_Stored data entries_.
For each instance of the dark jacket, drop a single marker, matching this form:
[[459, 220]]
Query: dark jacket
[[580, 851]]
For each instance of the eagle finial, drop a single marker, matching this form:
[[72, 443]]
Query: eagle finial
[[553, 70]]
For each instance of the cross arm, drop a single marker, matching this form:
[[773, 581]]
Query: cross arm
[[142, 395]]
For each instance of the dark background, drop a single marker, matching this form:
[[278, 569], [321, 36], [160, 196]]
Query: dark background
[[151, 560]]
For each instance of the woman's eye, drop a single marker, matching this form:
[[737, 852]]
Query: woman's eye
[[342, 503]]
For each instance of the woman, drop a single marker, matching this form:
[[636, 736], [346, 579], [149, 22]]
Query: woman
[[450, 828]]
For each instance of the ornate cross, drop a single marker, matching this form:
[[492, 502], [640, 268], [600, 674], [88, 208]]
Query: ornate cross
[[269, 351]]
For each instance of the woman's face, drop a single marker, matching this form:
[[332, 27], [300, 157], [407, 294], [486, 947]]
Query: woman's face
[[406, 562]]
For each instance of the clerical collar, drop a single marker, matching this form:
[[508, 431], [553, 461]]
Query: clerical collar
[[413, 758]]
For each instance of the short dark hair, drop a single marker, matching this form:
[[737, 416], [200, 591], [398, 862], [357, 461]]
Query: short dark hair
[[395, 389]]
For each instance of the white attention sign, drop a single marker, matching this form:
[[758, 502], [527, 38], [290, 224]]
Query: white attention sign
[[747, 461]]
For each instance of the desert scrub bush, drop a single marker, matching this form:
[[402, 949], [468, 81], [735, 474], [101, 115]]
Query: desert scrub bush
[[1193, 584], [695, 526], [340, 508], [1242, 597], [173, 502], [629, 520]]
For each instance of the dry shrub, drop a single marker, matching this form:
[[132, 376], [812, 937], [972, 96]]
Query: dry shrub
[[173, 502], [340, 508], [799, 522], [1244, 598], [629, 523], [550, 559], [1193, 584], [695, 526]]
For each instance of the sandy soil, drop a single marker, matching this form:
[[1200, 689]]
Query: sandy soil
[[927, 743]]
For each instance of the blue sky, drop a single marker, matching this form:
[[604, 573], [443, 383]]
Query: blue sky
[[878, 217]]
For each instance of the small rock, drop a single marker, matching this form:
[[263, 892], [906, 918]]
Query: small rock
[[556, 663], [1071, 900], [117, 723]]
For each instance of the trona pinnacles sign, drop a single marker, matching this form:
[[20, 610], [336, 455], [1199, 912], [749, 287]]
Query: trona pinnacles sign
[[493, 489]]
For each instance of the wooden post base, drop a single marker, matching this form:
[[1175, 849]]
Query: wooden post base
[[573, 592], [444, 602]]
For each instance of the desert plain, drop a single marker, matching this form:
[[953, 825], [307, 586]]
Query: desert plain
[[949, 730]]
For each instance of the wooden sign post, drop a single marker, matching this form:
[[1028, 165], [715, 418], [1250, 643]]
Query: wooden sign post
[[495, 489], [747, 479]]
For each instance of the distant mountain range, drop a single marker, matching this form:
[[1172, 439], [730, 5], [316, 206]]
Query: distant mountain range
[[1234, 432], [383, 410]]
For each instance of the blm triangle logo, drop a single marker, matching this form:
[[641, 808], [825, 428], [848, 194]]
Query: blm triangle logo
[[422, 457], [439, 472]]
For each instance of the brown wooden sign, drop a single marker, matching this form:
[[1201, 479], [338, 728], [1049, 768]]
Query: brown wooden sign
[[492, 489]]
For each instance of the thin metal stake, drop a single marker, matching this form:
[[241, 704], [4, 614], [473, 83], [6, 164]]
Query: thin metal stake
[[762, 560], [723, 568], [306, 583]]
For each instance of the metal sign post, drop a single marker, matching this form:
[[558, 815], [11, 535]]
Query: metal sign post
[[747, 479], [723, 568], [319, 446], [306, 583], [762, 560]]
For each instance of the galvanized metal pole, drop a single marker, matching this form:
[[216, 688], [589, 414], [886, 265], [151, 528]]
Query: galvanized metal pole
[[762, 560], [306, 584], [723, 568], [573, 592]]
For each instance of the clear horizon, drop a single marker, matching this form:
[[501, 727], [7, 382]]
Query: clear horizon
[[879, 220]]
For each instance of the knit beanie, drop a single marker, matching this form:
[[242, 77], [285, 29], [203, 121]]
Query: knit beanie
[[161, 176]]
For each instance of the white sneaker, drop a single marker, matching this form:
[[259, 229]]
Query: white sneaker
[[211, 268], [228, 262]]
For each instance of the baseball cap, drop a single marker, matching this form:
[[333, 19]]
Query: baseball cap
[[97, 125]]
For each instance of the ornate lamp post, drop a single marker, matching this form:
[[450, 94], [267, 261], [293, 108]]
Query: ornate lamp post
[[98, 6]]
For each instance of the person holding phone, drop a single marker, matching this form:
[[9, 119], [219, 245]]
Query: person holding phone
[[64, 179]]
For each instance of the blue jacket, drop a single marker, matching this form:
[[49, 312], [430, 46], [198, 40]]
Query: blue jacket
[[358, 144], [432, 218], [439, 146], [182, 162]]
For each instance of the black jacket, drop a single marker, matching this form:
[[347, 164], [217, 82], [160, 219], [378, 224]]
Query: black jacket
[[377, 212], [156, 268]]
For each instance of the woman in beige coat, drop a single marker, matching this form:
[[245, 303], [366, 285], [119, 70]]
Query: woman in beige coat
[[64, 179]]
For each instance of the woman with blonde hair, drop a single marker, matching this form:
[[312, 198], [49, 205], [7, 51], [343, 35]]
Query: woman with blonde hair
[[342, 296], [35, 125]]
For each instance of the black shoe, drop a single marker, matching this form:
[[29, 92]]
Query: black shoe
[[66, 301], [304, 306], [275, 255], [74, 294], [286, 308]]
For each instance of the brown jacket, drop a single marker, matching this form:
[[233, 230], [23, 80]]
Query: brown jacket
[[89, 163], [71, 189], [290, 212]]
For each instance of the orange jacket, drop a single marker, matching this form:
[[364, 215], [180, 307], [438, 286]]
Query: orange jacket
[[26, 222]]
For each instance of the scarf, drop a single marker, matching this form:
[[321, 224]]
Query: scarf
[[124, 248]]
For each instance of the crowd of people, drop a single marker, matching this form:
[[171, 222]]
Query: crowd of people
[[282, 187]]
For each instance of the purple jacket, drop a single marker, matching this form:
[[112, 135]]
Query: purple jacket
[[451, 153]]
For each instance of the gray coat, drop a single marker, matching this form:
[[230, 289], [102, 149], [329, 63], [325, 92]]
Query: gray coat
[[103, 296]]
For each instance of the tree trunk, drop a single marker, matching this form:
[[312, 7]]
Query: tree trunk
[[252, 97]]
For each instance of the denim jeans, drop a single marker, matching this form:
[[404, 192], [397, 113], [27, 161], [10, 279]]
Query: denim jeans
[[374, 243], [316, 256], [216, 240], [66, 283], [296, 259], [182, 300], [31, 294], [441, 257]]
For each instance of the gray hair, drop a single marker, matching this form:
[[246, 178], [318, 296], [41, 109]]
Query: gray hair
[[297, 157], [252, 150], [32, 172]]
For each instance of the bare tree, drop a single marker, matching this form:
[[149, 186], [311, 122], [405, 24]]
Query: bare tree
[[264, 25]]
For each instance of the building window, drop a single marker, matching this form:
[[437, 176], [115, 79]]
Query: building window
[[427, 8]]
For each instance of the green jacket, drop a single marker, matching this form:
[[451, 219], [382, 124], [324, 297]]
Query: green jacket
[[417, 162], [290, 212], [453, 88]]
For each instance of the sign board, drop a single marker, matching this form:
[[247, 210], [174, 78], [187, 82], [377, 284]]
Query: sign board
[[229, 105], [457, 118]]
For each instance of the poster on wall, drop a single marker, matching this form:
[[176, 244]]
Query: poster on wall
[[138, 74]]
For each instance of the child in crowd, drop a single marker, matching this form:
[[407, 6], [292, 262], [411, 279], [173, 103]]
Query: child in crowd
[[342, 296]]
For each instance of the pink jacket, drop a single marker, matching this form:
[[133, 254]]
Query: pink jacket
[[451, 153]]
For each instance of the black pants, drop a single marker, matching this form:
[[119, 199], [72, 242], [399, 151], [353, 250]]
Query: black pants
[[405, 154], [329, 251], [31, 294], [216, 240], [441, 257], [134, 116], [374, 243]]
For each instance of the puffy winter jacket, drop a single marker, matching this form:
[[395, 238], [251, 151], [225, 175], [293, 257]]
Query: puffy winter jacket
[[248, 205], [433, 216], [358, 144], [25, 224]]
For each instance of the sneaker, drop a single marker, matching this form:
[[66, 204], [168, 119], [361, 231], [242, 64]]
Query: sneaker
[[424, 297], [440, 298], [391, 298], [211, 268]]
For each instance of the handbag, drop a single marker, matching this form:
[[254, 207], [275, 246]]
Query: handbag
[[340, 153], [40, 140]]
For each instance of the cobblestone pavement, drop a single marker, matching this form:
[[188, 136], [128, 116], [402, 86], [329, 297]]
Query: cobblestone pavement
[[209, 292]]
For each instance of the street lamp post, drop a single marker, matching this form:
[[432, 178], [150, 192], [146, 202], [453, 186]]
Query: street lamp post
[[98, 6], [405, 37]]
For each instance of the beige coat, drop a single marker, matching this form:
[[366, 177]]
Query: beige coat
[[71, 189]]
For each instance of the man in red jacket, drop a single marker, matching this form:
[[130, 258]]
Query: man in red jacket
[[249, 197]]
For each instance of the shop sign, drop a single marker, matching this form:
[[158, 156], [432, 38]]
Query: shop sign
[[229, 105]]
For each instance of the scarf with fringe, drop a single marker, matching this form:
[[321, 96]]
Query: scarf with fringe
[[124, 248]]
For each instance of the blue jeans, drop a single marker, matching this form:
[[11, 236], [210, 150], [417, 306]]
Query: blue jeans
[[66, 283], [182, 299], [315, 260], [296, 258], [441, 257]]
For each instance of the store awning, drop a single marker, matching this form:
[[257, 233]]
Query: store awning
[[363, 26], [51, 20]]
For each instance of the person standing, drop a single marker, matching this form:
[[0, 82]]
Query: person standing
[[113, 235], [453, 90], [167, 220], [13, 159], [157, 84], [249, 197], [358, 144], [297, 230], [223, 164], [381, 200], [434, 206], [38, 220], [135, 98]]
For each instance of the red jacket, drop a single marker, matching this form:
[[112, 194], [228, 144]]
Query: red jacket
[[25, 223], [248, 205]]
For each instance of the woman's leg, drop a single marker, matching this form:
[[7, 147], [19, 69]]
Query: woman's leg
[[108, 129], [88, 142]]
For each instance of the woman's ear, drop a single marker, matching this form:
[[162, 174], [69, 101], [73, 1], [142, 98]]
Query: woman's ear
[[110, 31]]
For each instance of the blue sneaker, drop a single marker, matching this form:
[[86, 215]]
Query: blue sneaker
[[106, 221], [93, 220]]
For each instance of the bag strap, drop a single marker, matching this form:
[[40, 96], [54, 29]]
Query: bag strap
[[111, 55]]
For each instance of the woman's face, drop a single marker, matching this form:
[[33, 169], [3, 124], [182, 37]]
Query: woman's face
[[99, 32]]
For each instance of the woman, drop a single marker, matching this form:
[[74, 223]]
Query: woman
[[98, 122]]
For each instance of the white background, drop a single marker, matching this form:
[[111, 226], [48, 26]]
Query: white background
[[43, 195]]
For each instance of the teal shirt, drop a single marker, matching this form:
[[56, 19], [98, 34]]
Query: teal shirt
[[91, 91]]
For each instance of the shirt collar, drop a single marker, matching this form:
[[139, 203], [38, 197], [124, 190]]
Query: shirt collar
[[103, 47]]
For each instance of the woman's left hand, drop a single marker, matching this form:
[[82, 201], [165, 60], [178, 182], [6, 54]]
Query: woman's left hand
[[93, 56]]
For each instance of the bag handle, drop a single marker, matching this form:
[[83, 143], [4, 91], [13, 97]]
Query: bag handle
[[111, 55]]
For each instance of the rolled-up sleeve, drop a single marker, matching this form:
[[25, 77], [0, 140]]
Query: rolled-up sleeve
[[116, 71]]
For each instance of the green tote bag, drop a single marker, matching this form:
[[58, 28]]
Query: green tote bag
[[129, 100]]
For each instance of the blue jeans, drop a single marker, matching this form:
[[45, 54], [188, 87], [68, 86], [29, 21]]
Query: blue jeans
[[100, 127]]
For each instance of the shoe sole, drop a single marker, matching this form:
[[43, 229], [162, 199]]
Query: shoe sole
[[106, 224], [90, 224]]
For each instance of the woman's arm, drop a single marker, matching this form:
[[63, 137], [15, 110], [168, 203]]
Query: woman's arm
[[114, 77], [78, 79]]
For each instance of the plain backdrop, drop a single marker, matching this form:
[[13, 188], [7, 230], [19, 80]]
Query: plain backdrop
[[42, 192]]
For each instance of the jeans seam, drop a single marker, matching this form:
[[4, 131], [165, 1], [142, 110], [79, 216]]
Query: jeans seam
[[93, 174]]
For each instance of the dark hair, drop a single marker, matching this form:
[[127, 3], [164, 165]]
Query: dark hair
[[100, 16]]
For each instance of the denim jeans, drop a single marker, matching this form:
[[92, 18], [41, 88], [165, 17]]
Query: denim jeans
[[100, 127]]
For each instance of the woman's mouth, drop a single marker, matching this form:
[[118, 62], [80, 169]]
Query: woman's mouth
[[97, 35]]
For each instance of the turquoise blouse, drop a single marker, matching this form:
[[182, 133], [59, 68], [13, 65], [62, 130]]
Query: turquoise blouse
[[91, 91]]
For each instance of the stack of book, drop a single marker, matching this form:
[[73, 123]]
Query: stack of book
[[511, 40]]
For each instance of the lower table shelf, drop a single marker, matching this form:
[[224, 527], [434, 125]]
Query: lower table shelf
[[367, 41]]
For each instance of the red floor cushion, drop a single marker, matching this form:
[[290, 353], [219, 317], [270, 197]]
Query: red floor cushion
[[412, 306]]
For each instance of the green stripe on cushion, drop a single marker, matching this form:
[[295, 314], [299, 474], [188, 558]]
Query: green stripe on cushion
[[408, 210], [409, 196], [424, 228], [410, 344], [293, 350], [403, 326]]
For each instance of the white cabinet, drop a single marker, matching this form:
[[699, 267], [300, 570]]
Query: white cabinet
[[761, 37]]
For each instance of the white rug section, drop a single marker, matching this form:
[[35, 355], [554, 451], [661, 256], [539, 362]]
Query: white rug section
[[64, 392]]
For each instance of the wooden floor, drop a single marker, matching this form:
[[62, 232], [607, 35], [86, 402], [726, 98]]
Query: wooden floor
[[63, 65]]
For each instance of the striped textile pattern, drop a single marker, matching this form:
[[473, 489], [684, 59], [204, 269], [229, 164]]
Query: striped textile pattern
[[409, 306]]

_Try it_. Set down only the lines above that fall between the line holding "Query: ornate cross" and the line holding "[[737, 416], [200, 591], [398, 862], [357, 461]]", inclusive, keeping each exact.

_Output below_.
Query: ornate cross
[[269, 351]]
For each instance of the woman's face, drop a single marker, matching this form:
[[332, 27], [300, 157], [407, 294], [486, 947]]
Query: woman's face
[[406, 562]]
For each instance of the clerical collar, drop a single marker, matching this form:
[[508, 431], [553, 461]]
Query: clerical collar
[[413, 758]]
For each instance of the short dark hair, drop a single marker, matching this form:
[[737, 416], [200, 591], [398, 862], [357, 461]]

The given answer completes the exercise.